Omit the pictures, then reproduce exactly the line bearing "Can you find the bush?" and every line after it up to and including the last line of the entries below.

Exercise input START

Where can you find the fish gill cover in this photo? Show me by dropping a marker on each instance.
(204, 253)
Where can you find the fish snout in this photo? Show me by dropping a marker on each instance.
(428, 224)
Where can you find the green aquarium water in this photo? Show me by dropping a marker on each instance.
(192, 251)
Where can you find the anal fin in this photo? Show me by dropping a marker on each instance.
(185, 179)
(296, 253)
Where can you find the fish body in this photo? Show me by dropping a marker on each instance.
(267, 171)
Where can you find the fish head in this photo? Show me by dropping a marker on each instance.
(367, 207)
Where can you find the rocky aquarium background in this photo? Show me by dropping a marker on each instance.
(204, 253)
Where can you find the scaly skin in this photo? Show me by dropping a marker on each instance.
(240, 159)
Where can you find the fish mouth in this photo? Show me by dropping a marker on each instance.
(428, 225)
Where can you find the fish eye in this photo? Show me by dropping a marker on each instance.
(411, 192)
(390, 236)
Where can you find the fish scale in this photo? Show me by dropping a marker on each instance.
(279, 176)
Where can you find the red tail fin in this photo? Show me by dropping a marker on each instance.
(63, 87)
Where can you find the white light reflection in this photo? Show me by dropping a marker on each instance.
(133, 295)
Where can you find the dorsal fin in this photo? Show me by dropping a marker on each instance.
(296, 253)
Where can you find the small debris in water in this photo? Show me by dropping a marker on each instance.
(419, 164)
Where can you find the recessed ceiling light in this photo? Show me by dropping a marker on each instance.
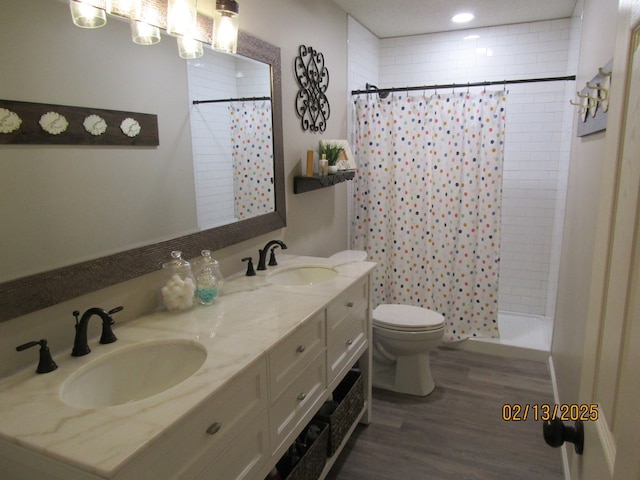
(462, 17)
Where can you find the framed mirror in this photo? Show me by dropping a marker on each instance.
(40, 289)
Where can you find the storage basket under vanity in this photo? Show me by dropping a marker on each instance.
(349, 395)
(312, 462)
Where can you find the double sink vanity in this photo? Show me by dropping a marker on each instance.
(216, 392)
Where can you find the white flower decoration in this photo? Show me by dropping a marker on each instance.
(9, 121)
(130, 127)
(95, 125)
(53, 123)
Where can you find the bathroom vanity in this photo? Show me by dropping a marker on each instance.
(272, 353)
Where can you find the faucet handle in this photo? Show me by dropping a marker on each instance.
(107, 334)
(46, 363)
(250, 270)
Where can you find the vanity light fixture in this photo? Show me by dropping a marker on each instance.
(124, 8)
(462, 17)
(180, 18)
(87, 16)
(225, 26)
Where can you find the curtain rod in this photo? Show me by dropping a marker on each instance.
(222, 100)
(374, 89)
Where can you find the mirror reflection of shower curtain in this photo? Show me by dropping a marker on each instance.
(252, 156)
(427, 203)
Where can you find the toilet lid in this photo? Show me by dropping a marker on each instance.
(406, 318)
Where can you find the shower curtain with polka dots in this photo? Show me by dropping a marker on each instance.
(427, 203)
(252, 155)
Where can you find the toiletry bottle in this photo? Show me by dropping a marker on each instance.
(179, 286)
(324, 165)
(209, 278)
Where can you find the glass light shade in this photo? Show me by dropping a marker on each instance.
(181, 17)
(87, 16)
(188, 48)
(124, 8)
(225, 26)
(144, 34)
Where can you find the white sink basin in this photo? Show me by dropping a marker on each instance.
(133, 373)
(302, 275)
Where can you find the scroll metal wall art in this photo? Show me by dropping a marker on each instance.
(47, 124)
(312, 105)
(593, 102)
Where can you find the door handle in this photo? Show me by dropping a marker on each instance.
(556, 433)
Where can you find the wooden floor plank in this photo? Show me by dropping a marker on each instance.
(458, 430)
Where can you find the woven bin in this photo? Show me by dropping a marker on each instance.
(313, 461)
(350, 396)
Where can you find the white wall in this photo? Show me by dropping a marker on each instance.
(537, 136)
(587, 160)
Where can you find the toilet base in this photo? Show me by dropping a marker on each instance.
(415, 379)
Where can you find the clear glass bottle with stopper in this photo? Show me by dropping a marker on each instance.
(179, 287)
(209, 279)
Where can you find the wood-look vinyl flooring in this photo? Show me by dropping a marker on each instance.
(458, 430)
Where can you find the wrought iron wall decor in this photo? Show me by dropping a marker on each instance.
(312, 105)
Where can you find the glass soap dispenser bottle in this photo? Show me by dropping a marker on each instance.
(209, 279)
(179, 287)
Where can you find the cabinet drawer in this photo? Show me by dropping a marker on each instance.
(244, 457)
(345, 338)
(205, 433)
(352, 299)
(290, 357)
(298, 402)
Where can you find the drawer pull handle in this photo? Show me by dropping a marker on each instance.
(213, 429)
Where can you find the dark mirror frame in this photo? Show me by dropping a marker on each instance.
(35, 292)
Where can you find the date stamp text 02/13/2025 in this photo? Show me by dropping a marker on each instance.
(518, 412)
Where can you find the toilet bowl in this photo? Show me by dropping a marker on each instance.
(403, 336)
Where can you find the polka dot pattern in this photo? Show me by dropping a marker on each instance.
(427, 203)
(252, 157)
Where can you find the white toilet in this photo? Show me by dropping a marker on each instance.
(403, 336)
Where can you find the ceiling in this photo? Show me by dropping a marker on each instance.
(399, 18)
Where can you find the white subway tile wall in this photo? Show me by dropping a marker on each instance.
(539, 129)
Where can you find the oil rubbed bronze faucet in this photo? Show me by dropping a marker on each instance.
(262, 262)
(80, 346)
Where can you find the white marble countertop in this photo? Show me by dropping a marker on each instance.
(250, 317)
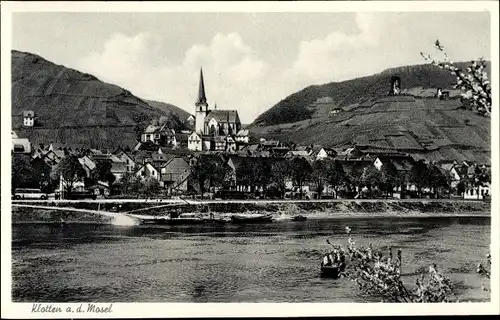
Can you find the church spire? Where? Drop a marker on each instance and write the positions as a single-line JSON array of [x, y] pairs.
[[202, 98]]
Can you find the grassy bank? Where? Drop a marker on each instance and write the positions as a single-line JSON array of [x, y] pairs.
[[280, 210]]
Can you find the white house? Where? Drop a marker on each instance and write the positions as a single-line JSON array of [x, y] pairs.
[[322, 154], [378, 164], [242, 136], [148, 170], [194, 142], [477, 193]]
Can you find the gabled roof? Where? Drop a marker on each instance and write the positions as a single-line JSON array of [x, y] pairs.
[[21, 145], [157, 157], [242, 133], [223, 116]]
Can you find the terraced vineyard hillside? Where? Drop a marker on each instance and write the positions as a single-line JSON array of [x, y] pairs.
[[75, 108]]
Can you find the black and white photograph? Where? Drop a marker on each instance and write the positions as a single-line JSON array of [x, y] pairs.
[[283, 154]]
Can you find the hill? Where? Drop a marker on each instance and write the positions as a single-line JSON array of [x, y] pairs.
[[169, 109], [360, 112], [76, 108]]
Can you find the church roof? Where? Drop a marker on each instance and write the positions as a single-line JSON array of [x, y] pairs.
[[223, 116], [202, 98]]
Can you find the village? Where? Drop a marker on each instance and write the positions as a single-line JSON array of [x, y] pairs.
[[219, 159]]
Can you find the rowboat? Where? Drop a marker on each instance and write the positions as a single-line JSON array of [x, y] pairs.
[[251, 218], [332, 271]]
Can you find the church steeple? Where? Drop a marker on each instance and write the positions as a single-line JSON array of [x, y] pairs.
[[202, 98]]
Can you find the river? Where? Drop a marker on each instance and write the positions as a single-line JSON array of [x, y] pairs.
[[272, 262]]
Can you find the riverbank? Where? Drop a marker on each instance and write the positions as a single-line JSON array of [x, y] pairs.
[[281, 210]]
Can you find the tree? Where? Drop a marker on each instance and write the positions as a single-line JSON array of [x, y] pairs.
[[319, 175], [473, 82], [262, 173], [379, 275], [22, 172], [390, 177], [280, 173], [220, 175], [301, 171], [437, 179], [151, 186], [71, 171], [336, 175], [202, 171], [420, 176]]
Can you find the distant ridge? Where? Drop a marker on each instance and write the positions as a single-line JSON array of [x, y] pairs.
[[360, 112], [75, 108]]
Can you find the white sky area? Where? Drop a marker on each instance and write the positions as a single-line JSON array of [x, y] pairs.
[[250, 60]]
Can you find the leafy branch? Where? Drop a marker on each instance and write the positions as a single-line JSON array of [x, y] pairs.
[[473, 81]]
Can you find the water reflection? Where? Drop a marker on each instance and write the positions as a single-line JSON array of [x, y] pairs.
[[273, 262]]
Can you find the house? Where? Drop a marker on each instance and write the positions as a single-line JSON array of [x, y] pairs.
[[194, 142], [125, 158], [297, 153], [118, 169], [148, 170], [320, 153], [159, 135], [477, 193], [175, 174], [142, 157], [88, 165], [450, 170], [242, 136], [335, 111], [230, 144], [28, 118], [21, 145], [211, 124]]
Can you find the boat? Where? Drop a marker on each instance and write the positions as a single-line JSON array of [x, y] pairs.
[[331, 271], [251, 218]]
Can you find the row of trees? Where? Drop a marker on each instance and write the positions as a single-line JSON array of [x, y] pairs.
[[256, 173]]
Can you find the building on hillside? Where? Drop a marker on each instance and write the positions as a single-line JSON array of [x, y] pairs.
[[297, 153], [28, 118], [195, 142], [477, 193], [395, 86], [88, 165], [212, 125], [320, 153], [148, 170], [126, 158], [442, 95], [242, 136], [160, 135]]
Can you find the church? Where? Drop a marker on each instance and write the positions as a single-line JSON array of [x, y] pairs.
[[215, 130]]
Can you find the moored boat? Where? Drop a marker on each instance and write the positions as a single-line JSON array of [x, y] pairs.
[[332, 271], [249, 218]]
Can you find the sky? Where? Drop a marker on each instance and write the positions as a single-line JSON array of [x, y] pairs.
[[250, 60]]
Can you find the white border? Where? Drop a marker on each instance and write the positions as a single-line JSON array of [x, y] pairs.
[[123, 310]]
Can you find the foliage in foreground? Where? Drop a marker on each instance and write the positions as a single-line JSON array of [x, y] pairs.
[[379, 275], [473, 82]]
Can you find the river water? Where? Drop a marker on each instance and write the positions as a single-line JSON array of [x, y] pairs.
[[272, 262]]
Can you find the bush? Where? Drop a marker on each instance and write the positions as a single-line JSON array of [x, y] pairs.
[[379, 276]]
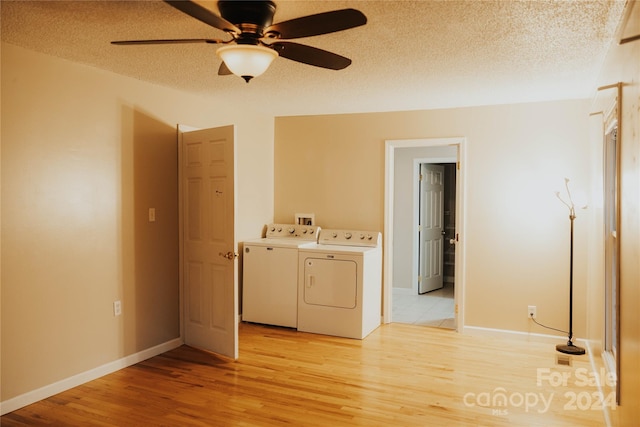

Exercise input END

Response to this task:
Can you find the bush? Where? Drop a marker on each instance and write the positions as a single-line JSON array of [x, y] pairs.
[[379, 276]]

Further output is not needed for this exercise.